PROVIDED RECORDS>

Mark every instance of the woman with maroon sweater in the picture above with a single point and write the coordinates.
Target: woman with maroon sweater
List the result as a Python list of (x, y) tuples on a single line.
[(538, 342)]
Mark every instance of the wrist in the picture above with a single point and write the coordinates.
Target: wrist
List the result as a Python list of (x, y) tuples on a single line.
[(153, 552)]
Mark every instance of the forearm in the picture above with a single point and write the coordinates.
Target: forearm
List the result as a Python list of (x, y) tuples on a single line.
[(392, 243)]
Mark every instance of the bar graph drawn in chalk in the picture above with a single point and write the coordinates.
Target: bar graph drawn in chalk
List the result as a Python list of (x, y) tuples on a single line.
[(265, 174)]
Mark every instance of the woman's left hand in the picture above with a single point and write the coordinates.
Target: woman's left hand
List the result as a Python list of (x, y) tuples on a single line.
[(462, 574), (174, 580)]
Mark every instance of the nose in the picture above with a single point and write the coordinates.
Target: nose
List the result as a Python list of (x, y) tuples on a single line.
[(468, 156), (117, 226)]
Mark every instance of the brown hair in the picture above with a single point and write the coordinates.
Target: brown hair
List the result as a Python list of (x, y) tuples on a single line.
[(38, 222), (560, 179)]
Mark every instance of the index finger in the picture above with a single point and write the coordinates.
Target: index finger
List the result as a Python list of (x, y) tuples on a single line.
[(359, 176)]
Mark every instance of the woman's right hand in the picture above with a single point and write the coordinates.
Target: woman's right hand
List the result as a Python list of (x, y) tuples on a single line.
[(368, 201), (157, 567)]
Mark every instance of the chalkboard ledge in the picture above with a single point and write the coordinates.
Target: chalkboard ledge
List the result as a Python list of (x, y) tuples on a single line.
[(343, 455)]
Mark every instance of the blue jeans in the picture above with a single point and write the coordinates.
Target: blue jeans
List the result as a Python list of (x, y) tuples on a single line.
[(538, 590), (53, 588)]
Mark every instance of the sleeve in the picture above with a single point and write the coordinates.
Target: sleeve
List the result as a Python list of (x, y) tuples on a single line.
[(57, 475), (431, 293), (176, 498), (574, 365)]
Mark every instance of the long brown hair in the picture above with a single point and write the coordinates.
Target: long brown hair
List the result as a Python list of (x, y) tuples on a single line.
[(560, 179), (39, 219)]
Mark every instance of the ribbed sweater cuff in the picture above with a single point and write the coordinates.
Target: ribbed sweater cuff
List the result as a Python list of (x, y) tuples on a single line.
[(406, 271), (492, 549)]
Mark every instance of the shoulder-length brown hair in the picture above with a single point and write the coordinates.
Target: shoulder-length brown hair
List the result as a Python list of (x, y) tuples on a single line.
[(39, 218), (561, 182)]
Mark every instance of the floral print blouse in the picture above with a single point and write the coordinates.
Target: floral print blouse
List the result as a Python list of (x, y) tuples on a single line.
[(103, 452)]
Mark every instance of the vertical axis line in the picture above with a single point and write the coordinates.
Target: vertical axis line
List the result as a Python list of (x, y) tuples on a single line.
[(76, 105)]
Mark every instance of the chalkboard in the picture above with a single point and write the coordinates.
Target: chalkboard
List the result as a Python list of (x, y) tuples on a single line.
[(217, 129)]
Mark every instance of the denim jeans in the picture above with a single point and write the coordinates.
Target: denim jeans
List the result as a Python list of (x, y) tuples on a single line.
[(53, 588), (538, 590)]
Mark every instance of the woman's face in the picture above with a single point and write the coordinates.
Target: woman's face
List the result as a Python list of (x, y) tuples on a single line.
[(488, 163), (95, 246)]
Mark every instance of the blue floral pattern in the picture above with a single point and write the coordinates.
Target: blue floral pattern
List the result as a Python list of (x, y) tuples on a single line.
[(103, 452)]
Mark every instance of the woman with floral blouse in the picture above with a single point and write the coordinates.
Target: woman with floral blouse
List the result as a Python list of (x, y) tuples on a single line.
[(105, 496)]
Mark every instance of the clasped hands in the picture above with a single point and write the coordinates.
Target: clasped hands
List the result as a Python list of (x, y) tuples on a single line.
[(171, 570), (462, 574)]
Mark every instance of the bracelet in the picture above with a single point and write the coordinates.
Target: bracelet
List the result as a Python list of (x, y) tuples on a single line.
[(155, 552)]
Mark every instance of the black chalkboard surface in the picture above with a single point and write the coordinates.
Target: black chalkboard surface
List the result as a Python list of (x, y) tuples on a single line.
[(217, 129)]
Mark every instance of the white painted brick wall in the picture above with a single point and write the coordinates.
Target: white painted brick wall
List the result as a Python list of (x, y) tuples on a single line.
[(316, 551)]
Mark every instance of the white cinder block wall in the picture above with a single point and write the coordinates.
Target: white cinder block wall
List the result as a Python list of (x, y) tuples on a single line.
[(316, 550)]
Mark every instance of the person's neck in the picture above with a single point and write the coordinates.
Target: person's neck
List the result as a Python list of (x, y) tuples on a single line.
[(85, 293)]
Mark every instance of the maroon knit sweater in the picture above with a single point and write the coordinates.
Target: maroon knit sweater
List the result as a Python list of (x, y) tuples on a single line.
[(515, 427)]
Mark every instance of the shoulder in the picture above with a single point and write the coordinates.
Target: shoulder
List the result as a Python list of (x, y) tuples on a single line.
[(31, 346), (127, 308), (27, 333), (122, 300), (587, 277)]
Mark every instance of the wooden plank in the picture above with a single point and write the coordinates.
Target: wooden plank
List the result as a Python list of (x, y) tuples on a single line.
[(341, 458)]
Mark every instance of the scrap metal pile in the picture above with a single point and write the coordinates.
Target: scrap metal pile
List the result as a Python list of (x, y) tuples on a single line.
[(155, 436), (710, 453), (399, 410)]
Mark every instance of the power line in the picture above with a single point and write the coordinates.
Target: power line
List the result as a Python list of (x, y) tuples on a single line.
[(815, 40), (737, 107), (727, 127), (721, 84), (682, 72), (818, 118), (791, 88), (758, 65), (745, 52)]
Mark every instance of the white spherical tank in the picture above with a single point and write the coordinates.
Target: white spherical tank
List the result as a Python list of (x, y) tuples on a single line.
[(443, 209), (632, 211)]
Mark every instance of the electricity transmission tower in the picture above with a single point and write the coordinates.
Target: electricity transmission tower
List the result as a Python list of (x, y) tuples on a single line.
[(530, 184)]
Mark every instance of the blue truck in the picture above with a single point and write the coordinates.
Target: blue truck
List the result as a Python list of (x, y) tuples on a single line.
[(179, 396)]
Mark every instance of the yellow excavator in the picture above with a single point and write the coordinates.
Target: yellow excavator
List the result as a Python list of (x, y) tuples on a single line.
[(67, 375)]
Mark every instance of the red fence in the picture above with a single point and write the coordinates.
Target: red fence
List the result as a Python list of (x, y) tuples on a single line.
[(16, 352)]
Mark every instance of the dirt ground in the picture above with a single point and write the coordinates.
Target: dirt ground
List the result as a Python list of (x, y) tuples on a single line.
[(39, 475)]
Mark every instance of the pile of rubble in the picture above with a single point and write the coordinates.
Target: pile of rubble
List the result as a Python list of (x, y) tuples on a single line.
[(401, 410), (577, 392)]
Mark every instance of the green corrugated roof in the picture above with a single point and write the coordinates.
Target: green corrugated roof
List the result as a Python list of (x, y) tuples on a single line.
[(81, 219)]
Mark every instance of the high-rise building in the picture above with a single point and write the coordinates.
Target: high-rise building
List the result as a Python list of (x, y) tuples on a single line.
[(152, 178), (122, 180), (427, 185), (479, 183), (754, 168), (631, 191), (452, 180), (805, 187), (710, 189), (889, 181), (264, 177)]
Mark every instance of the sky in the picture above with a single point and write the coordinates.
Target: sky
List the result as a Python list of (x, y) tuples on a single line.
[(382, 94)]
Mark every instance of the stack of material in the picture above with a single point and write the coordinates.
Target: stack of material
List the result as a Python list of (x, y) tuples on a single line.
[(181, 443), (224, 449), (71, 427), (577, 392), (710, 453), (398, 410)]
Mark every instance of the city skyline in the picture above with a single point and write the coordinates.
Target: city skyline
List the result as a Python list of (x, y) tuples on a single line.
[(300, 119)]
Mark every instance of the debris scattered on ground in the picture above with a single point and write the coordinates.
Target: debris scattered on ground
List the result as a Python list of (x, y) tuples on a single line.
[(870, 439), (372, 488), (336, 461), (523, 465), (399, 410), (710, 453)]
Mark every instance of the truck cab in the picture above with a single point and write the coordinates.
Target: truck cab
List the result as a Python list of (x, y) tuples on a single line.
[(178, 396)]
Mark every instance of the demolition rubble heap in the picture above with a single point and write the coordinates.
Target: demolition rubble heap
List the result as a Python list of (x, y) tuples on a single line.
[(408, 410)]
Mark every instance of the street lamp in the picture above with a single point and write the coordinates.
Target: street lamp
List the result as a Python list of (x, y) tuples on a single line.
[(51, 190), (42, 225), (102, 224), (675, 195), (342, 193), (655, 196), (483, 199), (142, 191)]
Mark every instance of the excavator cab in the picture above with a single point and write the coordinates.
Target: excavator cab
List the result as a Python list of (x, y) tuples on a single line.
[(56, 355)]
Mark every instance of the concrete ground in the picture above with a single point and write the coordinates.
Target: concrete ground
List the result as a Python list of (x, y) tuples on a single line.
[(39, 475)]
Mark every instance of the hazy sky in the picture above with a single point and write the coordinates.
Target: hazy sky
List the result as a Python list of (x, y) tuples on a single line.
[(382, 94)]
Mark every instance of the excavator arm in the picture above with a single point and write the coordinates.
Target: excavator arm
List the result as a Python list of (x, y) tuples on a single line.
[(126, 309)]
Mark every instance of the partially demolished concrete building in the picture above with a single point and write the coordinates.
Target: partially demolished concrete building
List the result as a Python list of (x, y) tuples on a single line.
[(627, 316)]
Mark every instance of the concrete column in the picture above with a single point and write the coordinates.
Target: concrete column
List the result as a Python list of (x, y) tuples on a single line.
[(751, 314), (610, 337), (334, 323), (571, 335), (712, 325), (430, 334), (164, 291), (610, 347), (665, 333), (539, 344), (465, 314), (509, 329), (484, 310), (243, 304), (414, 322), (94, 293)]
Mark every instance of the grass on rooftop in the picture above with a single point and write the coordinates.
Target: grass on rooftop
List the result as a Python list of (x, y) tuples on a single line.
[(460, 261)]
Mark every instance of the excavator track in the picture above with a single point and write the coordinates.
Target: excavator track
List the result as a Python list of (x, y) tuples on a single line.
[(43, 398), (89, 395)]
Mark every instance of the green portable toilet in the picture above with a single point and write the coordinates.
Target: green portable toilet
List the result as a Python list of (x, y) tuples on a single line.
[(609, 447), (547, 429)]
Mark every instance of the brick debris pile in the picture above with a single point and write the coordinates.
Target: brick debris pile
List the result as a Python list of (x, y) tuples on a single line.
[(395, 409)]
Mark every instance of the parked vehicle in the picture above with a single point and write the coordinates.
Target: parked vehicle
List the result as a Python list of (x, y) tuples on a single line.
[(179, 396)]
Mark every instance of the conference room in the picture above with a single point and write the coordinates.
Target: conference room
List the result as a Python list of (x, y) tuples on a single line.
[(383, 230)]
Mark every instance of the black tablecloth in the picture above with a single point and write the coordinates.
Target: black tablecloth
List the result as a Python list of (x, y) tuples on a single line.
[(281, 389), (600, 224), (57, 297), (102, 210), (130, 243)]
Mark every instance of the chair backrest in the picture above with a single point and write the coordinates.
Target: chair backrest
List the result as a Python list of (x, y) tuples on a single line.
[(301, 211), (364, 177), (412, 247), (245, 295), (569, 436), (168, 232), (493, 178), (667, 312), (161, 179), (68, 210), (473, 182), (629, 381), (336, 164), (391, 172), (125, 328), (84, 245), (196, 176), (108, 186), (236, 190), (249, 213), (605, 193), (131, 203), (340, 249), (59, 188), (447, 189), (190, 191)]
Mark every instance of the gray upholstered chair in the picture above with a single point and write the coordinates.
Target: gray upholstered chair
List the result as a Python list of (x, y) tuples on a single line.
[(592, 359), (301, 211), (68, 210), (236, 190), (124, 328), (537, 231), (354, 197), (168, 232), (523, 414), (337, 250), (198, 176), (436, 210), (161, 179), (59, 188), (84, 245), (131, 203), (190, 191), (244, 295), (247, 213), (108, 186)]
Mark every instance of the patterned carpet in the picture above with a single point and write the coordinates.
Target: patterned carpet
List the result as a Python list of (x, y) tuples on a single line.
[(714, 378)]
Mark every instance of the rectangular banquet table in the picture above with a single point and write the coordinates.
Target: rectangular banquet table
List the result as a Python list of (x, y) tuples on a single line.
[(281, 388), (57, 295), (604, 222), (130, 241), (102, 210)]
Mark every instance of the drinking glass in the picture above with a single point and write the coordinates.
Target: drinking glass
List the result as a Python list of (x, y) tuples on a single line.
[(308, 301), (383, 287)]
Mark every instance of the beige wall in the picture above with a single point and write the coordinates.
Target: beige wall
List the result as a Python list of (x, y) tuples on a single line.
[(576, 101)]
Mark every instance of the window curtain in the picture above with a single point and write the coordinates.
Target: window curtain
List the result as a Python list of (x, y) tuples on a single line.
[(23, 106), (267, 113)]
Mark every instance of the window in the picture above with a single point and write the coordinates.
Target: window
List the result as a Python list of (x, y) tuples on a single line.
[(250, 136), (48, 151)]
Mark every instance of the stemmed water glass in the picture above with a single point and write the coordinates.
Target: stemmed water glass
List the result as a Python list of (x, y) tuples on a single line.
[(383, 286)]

WHAT IS NEEDED> Could you rewrite the stretch of the data from the line containing "Mark every instance of the denim" through the line containing "[(155, 552)]" as a Markdown table with the columns n and Line, giving each line its own numbered row and leaving out blank lines?

CORRECT RESULT>
| n | Line |
|---|---|
| 1 | Mark every instance of the denim jeans in the picture above with a single point and write the coordinates. |
| 2 | Target: denim jeans |
| 3 | List the result as a Python list of (x, y) tuples on a single line. |
| 4 | [(53, 588), (538, 590)] |
| 5 | Mark every instance of the woman's face in the picture above with a single point and write the coordinates. |
| 6 | Target: woman's face |
| 7 | List the result as a Python list of (x, y) tuples on a single line. |
| 8 | [(488, 163), (95, 246)] |
| 9 | Mark every instance of the blue floral pattern in the picture above with a single point and write the coordinates. |
| 10 | Target: blue floral pattern |
| 11 | List the result as a Python list of (x, y) tuples on a single line. |
| 12 | [(103, 452)] |
| 13 | Mark every instance of the woman with floral blouse in the picture above with a single point and write the coordinates. |
| 14 | Target: woman with floral blouse |
| 15 | List the result as a Python list of (x, y) tuples on a single line. |
| 16 | [(105, 496)] |
| 17 | Mark every instance of the clasped hands in the picture above with a single point and write the coordinates. |
| 18 | Target: clasped hands |
| 19 | List the result as a Python list of (x, y) tuples on a single line. |
| 20 | [(171, 570), (462, 574)] |
| 21 | Mark every instance of the bracelet in the picture above with a single point and write the coordinates. |
| 22 | Target: bracelet |
| 23 | List the result as a Python list of (x, y) tuples on a single line. |
| 24 | [(155, 552)] |